Task to carry out.
Transcribe, word for word, the line containing "Practice. Place a point on every instance of the metal" and each line following it through the end of the listing below. Omit all other lines.

Exercise materials.
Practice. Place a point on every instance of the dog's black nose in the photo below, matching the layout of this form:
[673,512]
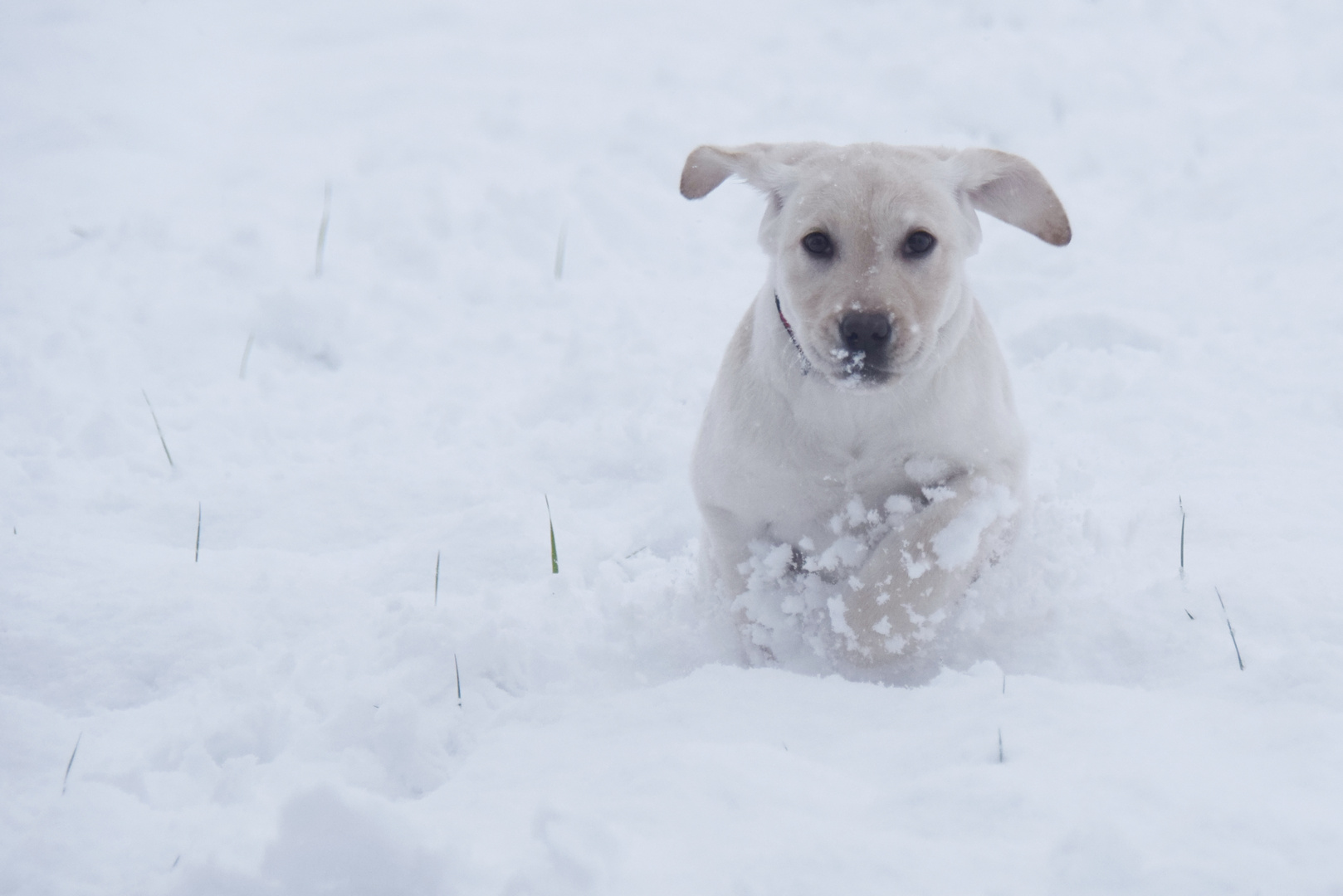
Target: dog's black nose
[865,332]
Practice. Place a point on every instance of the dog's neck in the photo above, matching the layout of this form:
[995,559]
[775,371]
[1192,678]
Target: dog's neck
[787,327]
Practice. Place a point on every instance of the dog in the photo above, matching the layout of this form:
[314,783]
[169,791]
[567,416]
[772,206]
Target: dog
[861,437]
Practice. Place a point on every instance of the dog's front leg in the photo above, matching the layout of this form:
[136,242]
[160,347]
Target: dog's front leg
[927,559]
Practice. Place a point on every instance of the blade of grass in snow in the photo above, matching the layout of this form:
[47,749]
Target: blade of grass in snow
[555,555]
[321,229]
[69,765]
[158,429]
[559,253]
[1181,499]
[1225,616]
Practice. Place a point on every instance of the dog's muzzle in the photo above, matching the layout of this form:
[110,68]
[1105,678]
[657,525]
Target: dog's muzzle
[865,338]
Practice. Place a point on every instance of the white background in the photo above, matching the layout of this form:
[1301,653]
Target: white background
[281,715]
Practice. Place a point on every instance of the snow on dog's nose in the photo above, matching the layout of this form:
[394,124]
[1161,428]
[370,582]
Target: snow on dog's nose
[865,332]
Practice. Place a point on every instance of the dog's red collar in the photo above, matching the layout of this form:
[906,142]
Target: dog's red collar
[787,327]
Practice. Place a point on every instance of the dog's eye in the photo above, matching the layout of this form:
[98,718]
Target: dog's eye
[818,245]
[919,243]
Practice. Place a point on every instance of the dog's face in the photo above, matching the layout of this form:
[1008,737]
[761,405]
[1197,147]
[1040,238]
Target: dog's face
[868,250]
[868,242]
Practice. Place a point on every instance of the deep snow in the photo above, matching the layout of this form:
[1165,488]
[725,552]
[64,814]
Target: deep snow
[281,716]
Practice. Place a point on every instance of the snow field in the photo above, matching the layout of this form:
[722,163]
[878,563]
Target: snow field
[281,716]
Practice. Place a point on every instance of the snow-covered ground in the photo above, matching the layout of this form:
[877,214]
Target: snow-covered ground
[282,715]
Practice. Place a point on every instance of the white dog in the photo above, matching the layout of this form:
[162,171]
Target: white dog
[861,437]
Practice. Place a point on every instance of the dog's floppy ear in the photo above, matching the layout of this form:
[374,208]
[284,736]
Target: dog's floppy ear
[1013,191]
[762,165]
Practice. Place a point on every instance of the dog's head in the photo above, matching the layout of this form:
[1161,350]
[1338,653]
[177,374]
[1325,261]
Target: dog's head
[868,242]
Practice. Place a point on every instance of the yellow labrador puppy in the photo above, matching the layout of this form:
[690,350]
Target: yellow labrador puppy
[861,437]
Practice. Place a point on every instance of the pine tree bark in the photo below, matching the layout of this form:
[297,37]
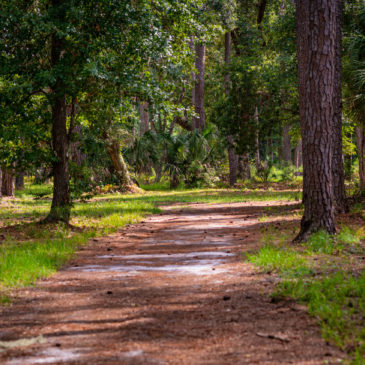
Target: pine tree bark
[198,96]
[286,144]
[143,110]
[19,181]
[298,154]
[316,37]
[232,156]
[360,139]
[120,167]
[61,201]
[338,171]
[258,159]
[244,170]
[7,183]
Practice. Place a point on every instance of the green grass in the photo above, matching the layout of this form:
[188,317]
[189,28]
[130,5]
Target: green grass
[31,251]
[319,273]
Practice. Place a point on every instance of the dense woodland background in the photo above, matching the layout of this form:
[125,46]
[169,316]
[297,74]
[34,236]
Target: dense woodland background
[199,93]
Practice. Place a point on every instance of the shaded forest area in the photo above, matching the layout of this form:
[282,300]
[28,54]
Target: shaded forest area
[114,110]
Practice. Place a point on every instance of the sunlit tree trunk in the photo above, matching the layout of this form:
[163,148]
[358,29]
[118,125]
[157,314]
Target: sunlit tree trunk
[298,154]
[232,157]
[338,171]
[7,183]
[120,167]
[61,201]
[19,181]
[316,35]
[198,96]
[360,139]
[286,144]
[143,111]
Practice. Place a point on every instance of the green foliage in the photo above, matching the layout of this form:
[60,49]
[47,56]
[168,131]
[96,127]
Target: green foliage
[333,292]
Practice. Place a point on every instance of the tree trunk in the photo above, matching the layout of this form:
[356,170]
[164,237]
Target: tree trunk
[233,162]
[316,37]
[61,202]
[338,171]
[258,160]
[7,183]
[286,144]
[120,167]
[232,157]
[360,137]
[143,110]
[244,166]
[19,181]
[298,155]
[199,121]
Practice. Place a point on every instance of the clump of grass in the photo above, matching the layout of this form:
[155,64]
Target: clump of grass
[339,301]
[333,295]
[22,264]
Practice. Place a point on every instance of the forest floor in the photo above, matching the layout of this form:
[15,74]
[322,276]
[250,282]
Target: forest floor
[178,288]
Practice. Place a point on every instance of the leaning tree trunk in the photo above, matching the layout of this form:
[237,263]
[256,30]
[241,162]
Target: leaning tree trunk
[232,157]
[316,37]
[120,167]
[143,110]
[244,166]
[298,154]
[338,171]
[61,201]
[286,144]
[7,183]
[19,181]
[198,95]
[360,137]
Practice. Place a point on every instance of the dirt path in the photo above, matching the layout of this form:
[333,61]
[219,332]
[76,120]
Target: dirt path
[171,290]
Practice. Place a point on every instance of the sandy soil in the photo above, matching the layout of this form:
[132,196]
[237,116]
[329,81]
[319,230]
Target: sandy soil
[173,289]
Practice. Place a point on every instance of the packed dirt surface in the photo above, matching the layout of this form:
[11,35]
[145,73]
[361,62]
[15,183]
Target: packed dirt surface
[173,289]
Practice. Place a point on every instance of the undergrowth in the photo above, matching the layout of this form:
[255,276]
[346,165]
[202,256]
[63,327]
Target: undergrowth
[30,251]
[323,274]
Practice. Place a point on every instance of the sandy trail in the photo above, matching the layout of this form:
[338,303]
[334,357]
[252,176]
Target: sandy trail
[171,290]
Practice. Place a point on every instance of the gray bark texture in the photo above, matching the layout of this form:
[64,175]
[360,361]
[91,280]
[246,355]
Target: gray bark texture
[338,171]
[298,155]
[198,98]
[286,144]
[360,139]
[61,201]
[232,157]
[7,183]
[120,167]
[143,111]
[316,41]
[19,181]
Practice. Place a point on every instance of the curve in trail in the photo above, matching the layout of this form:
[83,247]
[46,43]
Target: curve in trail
[173,289]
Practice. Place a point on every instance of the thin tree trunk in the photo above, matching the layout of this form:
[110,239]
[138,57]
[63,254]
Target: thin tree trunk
[316,36]
[199,121]
[143,110]
[232,157]
[258,160]
[244,166]
[338,170]
[298,155]
[120,167]
[19,181]
[7,183]
[61,201]
[360,139]
[286,144]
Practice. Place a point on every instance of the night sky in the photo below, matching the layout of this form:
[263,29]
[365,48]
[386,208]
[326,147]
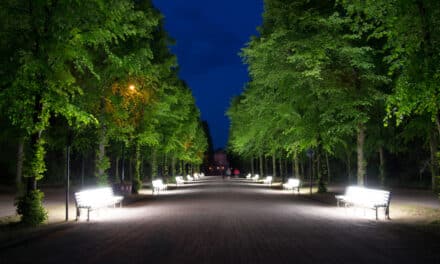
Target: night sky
[209,36]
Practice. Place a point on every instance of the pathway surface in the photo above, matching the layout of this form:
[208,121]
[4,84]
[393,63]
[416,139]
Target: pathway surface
[229,222]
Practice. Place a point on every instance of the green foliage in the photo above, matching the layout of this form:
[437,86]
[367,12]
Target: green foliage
[102,165]
[37,166]
[30,207]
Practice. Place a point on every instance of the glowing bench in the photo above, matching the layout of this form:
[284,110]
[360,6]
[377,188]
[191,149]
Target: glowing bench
[292,184]
[95,199]
[268,180]
[158,186]
[179,180]
[366,198]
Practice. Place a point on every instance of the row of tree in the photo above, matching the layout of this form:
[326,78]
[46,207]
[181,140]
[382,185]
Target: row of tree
[97,76]
[341,77]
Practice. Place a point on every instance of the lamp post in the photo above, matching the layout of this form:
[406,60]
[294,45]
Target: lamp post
[309,154]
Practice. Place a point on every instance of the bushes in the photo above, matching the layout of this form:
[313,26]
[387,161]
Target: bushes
[30,207]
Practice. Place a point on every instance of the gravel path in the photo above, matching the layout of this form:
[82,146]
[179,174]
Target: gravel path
[229,222]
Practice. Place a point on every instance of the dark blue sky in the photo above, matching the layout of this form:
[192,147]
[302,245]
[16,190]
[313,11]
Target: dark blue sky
[209,36]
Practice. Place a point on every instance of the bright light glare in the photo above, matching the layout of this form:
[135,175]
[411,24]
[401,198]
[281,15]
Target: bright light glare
[366,196]
[291,183]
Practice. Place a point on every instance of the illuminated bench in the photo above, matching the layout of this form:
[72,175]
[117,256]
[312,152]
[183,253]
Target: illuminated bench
[268,180]
[158,186]
[95,199]
[292,184]
[179,180]
[366,198]
[255,178]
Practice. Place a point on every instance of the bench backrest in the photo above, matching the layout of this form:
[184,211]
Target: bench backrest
[157,183]
[293,182]
[94,196]
[368,196]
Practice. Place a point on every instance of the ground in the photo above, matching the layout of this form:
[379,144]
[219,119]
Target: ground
[234,222]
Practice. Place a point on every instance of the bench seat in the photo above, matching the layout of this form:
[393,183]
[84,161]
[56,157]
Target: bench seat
[158,186]
[93,199]
[367,198]
[292,184]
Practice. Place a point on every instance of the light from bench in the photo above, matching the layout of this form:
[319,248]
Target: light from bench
[255,178]
[366,198]
[93,199]
[292,184]
[268,180]
[158,186]
[179,180]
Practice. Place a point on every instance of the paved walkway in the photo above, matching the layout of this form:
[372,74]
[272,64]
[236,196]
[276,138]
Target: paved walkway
[229,222]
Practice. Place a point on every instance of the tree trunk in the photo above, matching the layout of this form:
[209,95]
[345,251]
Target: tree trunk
[117,168]
[348,164]
[173,166]
[130,169]
[153,165]
[32,179]
[328,168]
[83,161]
[19,167]
[101,162]
[165,166]
[296,161]
[274,165]
[137,162]
[381,166]
[361,162]
[281,168]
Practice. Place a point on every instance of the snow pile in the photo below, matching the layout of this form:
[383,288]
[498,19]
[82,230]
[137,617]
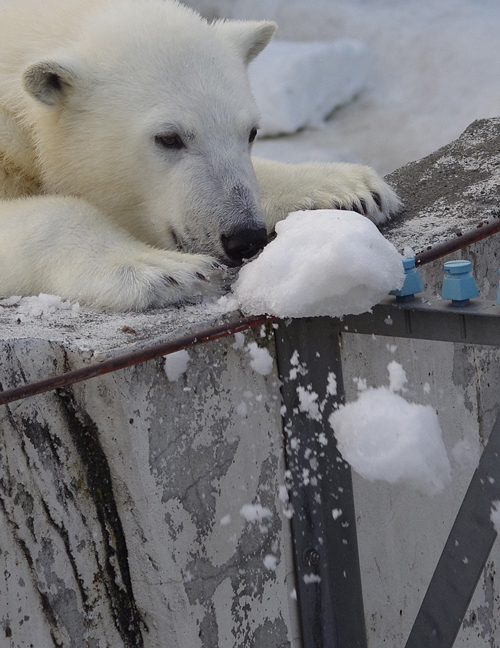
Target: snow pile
[176,364]
[324,262]
[41,307]
[299,84]
[383,436]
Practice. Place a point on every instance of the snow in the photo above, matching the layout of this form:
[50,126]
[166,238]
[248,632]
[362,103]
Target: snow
[270,562]
[261,361]
[434,70]
[326,262]
[176,364]
[385,437]
[41,307]
[299,84]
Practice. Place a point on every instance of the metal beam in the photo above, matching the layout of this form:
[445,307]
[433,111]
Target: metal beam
[324,522]
[464,556]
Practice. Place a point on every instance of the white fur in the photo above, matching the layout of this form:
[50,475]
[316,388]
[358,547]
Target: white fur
[92,208]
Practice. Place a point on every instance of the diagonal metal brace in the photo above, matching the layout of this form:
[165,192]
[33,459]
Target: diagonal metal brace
[464,556]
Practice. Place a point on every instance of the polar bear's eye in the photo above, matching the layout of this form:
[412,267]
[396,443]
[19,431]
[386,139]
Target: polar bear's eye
[170,141]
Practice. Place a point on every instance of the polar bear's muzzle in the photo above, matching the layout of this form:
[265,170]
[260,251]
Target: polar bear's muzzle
[243,244]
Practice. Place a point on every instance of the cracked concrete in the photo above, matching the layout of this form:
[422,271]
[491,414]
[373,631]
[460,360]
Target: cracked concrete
[120,498]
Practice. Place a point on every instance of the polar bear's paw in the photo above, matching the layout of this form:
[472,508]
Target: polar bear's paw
[292,187]
[160,279]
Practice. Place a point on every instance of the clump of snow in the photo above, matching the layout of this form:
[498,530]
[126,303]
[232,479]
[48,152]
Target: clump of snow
[331,385]
[255,512]
[385,437]
[270,562]
[176,364]
[261,361]
[239,341]
[242,409]
[397,376]
[298,84]
[495,515]
[324,262]
[41,307]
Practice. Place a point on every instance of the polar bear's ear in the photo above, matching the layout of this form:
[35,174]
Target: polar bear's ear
[49,82]
[250,37]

Exercise solution.
Practice. Place a point on every instance of the metal beam in the photo above, matching the layout of this form:
[445,307]
[433,111]
Target: metal beam
[324,522]
[464,556]
Practice. Place a point on every instance of the white fur in the photo above, matching the layout of this form:
[50,475]
[316,388]
[358,547]
Target: white fur
[92,208]
Practice. Place a point on every instance of the diagonal metal brace in the photo above, matching the layout of this form:
[165,192]
[33,459]
Target: diagonal metal brace
[464,556]
Practice. Place a point on every instance of the polar bear's eye in the photo above, matching the layout of this form:
[412,267]
[396,443]
[19,431]
[386,139]
Target: polar bear's eye
[170,141]
Practice. Place a point on every instance of the polar bear's muzzle in the photo above, matching the layout of this form:
[265,170]
[260,251]
Target: polar bear's muzzle
[243,244]
Practice. Place a point on every instance of the cracked concrete in the photo above, matching the layout of this form:
[422,271]
[491,414]
[373,631]
[460,360]
Target: cracked concrete
[120,498]
Practice. Place a point on every instance of the polar bear's paw in the photo above, matching the layout of this form:
[472,508]
Target: polar bear's paw
[292,187]
[160,279]
Practice. Place a point on every instance of the clump of snow in the photo above, matching the layout of this form:
[498,530]
[126,303]
[232,479]
[48,152]
Target: clump of snow
[331,385]
[255,512]
[385,437]
[270,562]
[176,364]
[261,361]
[239,341]
[242,409]
[397,376]
[298,84]
[495,515]
[324,262]
[41,307]
Practice. Place a point on every instance of the polar bear's ear in the photo above, matching the layout of this form:
[35,174]
Target: polar bear's ear
[49,82]
[250,37]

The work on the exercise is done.